● **Task to complete**
Copy only what runs from the line containing "Mark one point per instance of the yellow" through the end of the material below, line for line, with both ends included.

● **Data to use**
───

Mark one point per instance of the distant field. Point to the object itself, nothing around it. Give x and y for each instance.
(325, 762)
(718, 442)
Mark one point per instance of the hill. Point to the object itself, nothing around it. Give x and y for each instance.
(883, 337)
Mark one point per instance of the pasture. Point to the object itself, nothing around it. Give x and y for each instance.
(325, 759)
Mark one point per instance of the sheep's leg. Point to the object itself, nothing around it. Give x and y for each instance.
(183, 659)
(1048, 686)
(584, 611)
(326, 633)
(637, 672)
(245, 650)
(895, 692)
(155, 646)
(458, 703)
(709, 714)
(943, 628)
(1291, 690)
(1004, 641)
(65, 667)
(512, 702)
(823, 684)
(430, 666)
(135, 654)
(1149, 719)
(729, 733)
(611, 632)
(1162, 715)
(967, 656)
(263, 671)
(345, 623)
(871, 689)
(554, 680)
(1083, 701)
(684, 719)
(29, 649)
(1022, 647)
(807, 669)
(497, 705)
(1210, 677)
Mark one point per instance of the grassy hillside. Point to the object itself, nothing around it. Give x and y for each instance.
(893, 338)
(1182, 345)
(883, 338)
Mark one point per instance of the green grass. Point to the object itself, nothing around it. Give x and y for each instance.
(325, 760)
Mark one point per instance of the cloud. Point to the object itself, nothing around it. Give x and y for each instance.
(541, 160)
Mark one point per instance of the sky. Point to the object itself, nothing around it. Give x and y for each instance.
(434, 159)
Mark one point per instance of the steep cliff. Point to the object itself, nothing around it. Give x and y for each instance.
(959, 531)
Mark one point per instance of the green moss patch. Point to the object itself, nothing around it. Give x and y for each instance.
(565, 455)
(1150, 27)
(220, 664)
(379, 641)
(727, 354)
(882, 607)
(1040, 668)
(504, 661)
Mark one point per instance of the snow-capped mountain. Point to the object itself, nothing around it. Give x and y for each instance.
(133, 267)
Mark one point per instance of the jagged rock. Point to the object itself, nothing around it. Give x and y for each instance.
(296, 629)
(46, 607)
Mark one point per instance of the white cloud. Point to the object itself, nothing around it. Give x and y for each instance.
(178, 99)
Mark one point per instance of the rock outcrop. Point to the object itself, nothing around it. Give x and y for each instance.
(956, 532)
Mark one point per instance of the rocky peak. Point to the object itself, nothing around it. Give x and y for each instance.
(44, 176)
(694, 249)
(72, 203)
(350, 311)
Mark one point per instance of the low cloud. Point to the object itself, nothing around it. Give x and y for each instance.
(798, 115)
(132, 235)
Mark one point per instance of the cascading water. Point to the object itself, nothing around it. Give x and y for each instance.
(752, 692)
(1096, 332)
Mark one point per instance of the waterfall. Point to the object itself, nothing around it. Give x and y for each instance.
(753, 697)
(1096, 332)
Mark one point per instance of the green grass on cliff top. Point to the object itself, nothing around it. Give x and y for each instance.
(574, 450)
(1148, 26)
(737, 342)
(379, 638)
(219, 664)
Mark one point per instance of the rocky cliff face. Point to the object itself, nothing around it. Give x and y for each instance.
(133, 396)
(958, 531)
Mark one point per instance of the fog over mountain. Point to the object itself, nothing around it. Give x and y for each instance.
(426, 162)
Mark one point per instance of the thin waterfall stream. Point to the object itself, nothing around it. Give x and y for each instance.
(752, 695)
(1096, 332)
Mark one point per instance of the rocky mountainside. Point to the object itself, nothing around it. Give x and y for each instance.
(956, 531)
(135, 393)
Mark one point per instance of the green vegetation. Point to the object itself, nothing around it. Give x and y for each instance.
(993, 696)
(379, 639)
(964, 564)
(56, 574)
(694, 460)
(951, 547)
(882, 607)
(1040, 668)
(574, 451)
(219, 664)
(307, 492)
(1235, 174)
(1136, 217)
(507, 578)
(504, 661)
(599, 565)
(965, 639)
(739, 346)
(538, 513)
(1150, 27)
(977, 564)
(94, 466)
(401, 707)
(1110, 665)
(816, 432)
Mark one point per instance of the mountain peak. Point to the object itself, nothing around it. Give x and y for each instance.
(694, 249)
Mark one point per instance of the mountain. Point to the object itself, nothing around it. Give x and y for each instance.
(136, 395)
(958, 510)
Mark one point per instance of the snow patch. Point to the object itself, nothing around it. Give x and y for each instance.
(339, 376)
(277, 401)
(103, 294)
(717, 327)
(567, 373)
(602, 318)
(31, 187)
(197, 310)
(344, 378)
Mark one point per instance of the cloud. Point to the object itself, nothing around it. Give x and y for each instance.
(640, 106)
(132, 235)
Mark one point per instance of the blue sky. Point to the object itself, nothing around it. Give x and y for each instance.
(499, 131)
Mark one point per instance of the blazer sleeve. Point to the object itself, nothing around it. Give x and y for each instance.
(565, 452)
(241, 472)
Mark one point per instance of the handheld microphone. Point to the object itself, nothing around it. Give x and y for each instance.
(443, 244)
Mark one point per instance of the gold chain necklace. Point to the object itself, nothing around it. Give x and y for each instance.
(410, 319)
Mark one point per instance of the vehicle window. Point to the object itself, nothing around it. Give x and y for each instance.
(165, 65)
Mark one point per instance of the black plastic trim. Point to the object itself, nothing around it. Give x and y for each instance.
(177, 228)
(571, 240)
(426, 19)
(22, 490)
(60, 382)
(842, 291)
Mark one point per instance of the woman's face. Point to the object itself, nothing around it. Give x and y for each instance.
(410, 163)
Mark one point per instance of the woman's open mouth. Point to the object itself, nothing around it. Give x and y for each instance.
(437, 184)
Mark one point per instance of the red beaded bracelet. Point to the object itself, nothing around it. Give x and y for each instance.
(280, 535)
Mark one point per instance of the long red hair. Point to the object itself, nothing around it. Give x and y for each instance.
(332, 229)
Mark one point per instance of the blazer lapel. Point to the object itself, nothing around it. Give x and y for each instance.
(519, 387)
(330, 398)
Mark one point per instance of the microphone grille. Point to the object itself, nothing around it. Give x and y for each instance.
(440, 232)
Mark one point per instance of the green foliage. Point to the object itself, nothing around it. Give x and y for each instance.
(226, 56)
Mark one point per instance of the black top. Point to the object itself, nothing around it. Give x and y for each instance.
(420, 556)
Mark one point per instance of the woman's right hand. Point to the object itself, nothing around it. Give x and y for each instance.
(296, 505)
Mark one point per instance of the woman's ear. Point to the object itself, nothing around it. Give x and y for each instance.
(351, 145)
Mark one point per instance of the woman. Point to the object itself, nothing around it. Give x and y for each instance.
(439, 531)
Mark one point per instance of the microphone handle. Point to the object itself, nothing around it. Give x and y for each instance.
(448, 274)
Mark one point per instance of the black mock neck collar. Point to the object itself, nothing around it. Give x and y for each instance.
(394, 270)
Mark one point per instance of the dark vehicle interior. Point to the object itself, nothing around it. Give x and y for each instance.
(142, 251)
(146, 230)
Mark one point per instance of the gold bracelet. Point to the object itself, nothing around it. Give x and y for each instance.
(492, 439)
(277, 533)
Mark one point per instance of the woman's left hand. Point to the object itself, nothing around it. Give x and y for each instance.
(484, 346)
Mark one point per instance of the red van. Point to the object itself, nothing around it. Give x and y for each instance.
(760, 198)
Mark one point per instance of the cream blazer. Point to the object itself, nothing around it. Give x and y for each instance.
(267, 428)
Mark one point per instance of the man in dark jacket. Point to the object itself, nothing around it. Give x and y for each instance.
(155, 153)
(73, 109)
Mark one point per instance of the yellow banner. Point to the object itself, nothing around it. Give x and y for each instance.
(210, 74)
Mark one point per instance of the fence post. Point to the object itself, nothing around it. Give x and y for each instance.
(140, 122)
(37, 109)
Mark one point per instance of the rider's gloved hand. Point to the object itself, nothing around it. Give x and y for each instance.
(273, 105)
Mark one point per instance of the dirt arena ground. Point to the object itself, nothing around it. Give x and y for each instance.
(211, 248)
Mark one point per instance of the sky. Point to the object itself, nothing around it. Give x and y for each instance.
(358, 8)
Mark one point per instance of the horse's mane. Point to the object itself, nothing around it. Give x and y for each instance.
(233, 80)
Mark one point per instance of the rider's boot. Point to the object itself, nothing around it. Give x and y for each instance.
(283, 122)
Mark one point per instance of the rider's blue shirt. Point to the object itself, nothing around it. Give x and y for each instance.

───

● **Result for this exercise**
Mark one point per instance of the yellow banner. Point to the object itself, nothing around it. Give x and y for each instance.
(210, 74)
Mark one point per instance of the fence post. Point to the object itself, nothing around it. Give x and y for each instance.
(140, 122)
(37, 109)
Mark one point per instance of the rider's gloved hand. Point to the object itself, nothing around it. Give x and y for each instance.
(273, 105)
Mark one point per instance of the dirt arena ground. Point to the object itself, nothing around it. Give x and y for each instance.
(211, 248)
Mark one point per instance of the sky. Point to the object itself, nothing around it. Give x and y for each instance.
(358, 8)
Mark one point per instance of the horse's mane. Point to the object itself, nothing around it. Give x and y for each instance.
(233, 80)
Mark one point per instance of the rider's boot. Point to the object itself, nothing around it. Give x and y for each instance.
(283, 122)
Mark one point per instance of the rider's blue shirt. Point to the object itself, nothing around it. Give x and y for each instance.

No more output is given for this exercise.